# Given task:
Continue the financial report excerpt below on the Company's loan conditions, working capital, and capital spending, starting after its last sentence.

# Given passage:
########################################

The various loan agreements between the Bank and the Company
obligate the Company to the following significant loan conditions; invest in
Class C or other stock of the bank, as may be designated, in such amounts as may
be prescribed by the board of directors of the bank; maintain working capital of
not less than $7.0 million; maintain a current ratio of not less than 1.2:1.0;
maintain long-term debt to equity ratio of no greater than 1:1; obtain prior
consent from the bank to pay cash patronage dividends in excess of 35% of
qualified patronage income as required by the Internal Revenue Service to
qualify the entire patronage dividend as an income tax deduction. As of August
31, 1998, the Company was in compliance with its loan agreements.
Working capital increased $1.0 million for fiscal year 1998. This
increase was the result of funding the entire expansion project (see MINN-DAK
FARMERS COOPERATIVE STOCK SALE AND EXPANSION PLANS) while at August 31, 1998
approximately $2.0 million still remained to be expended on the expansion
project. The expansion project is anticipated to expend approximately 3% to 5%
less than the original estimate causing a positive impact on the working capital
and Ratio of Long-Term Debt to Members' Equity. As of August 31, 1998, the
targeted working capital position was approximately $7.0 million.
Management's estimated working capital target for August 31, 1999
approximates $7.5 million. Discussions with the Company's primary lender have
indicated a desire on the part of the lender to have the Company increase it's
working capital to a level approximating $10 - $12 million. If the Company were
to agree to the lender's suggestions, working capital would be increased by
shifting to long-term debt in place of short-term or seasonal debt. Such a move
would increase working capital as well as the Long-term Debt to Members' Equity
Ratio.
On October 22, 1998, The Company's primary lender, St Paul Bank,
entered into a letter of intent with CoBank, ACB, to merge operations effective
July 1, 1999. A definitive merger agreement and plan is anticipated to be
completed during the fourth quarter of 1998 and is subject to approval by the
lender's regulator and stockholders. The lender's stockholders are expected to
vote on the plan during the first part of 1999. The merger with CoBank is not
expected to negatively impact the Company's borrowing abilities.
Capital expenditures for fiscal year 1996 were $34.6 million, fiscal
year 1997 were $26.0 million, and fiscal year 1998 were $10.9 million. Capital
expenditures for fiscal year 1999 are currently estimated at $6.3 million, $2.0
million resulting from the Company's strategy of expanding capacity and
improving operating efficiencies.
<PAGE>
In fiscal 1996, the Company was able to secure a lease from Richland
County, North Dakota funded by low interest, fifteen year tax exempt solid waste
disposal bonds in the amount of $12.0 million with zero principal amortization
for the first three years and increasing balance amortization for the next 12
years, the first three years being $.7 million, $.8 million, and $.8 million.

########################################

# Record excerpts:
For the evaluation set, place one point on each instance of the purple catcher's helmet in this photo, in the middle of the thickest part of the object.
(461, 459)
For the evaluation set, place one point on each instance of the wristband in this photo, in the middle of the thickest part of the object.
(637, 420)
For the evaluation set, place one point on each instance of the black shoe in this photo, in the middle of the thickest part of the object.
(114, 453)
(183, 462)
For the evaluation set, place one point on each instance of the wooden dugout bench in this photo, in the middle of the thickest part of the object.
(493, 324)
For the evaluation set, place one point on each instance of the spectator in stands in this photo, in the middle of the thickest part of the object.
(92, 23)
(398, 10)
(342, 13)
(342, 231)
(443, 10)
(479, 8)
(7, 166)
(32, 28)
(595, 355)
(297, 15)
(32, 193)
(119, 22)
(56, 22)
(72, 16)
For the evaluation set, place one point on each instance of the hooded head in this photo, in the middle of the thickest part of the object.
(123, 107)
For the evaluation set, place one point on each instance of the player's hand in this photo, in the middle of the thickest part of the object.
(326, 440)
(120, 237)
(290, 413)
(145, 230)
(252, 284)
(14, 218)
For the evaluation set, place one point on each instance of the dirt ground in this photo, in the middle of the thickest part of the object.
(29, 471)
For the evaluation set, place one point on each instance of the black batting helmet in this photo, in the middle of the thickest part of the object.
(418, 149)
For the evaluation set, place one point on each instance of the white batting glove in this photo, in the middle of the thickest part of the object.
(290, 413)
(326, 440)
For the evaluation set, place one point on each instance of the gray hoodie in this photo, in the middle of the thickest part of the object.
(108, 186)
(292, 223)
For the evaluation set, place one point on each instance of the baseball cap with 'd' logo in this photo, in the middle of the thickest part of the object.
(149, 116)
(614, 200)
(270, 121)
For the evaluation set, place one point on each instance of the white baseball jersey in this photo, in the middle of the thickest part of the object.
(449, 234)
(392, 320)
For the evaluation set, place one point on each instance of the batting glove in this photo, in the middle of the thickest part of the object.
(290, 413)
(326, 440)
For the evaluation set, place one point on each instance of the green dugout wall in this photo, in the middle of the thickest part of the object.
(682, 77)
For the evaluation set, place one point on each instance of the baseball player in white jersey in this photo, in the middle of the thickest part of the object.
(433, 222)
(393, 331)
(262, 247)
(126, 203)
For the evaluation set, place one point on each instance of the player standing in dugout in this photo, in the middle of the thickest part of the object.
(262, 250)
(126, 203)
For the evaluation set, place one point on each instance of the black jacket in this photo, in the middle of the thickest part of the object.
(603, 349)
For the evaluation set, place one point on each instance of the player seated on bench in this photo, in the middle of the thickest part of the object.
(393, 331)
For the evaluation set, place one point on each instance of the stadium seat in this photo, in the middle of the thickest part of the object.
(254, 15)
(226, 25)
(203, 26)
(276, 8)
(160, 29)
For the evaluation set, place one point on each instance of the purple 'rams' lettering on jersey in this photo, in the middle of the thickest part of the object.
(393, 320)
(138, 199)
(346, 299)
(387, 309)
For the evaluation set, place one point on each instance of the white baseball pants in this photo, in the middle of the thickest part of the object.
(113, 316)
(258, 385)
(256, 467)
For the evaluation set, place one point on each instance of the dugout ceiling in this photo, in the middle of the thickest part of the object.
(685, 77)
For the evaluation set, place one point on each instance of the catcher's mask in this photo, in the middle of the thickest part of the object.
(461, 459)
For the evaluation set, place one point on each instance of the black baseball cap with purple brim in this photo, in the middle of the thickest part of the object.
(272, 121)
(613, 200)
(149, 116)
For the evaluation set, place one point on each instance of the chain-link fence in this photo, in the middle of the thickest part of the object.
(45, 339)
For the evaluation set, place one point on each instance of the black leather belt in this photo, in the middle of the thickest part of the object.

########################################

# Response:
These bonds were required to be secured by a Letter of Credit from a
non-government agency bank (Norwest Bank North Dakota) who in turn was secured
by a Collateral Agreement with the St. Paul Bank for Cooperatives, the Company's
primary lender. Solid waste disposal bonds are available under certain
conditions where a by-product of manufacturing must be further manufactured or
refined to produce a salable product and/or reduce the amount of solid waste
produced by a manufacturing plant. In the Company's primary case, the funds were
used to fund further manufacturing of a by-product to produce a salable product.
(See Part I, Item 1 "MINN-DAK FARMERS COOPERATIVE STOCK SALE AND EXPANSION
PLANS".)
COMPARISON OF THE YEARS ENDED AUGUST 31, 1998, AND 1997
Revenue for the year ended August 31, 1998 increased 7.0% or $9.8
million from 1997. Revenue from total sugar sales increased 16.1% reflecting a
(4.7%) decrease in the average selling price per cwt and a 20.8% increase in
cwt. sold. Revenue from pulp sales decreased 7.8% reflecting an decrease of
(31.9%) in the average selling price per ton and 24.1% increase in volume.
Revenue from molasses sales decreased (0.1%) reflecting a decrease of (15.1%) in
the average selling price per ton and a 15.0% increase in volume.
Revenues from yeast sales increased 11.1% reflecting a price
decrease of (6.3%) and an increase in volume of 17.4%.
Finished product inventories increased $6.2 million in 1998
primarily due higher volumes of ending sugar inventory.
Cost of product produced, exclusive of payments for sugar beets and
grower trucking, increased $5.7 million. The increase is primarily due to a 17%
increase in sugar beets purchased and an increase in non-allocated costs such as
plant depreciation, taxes and insurance of 27%. Sales and Distribution costs
increased $2.9 million or 13.2%. General and Administrative expenses increased
$0.3 million or 7.4%. Interest expense increased $1.1 million or 24.4%. The cost
per cwt produced increased 3.7%.
Non-member business income increased $1.4 million in fiscal year
1998. This decrease was primarily due to the reduction in losses associated with
the Company's investment in Pro-Gold, and to increased net income from the
Minn-Dak Yeast Company, Inc. subsidiary operations.
Net payments to members for sugar beets increased by $.9 million in
1998. This increase was primarily due to a higher volume but lower quality of
the beets delivered by members in 1998 versus 1997, and because of lower selling
prices for sugar, pulp and molasses.
COMPARISON OF THE YEARS ENDED AUGUST 31, 1997, AND 1996
Revenue for the year ended August 31, 1997 increased 22% or $25.4
million from 1996. Revenue from total sugar sales increased 4.2% reflecting a
5.8% increase in the average selling price per cwt and a 1.6% decrease in cwt.
sold. Revenue from pulp sales decreased 2.8% reflecting an increase of 10.7% in
volume and 12.2% decrease in the average selling price per ton. Revenue from
molasses sales increased 4.3% reflecting a 3.0% increase in volume and an
increase of 1.3% in the average selling price per ton.
Revenues from yeast sales decreased 7.6% reflecting a decrease in
volume of 9.0% and an increase of 1.6% in the average selling price per pound.
Finished product inventories increased $13.8 million in 1997 primarily due
higher volumes of ending sugar inventory.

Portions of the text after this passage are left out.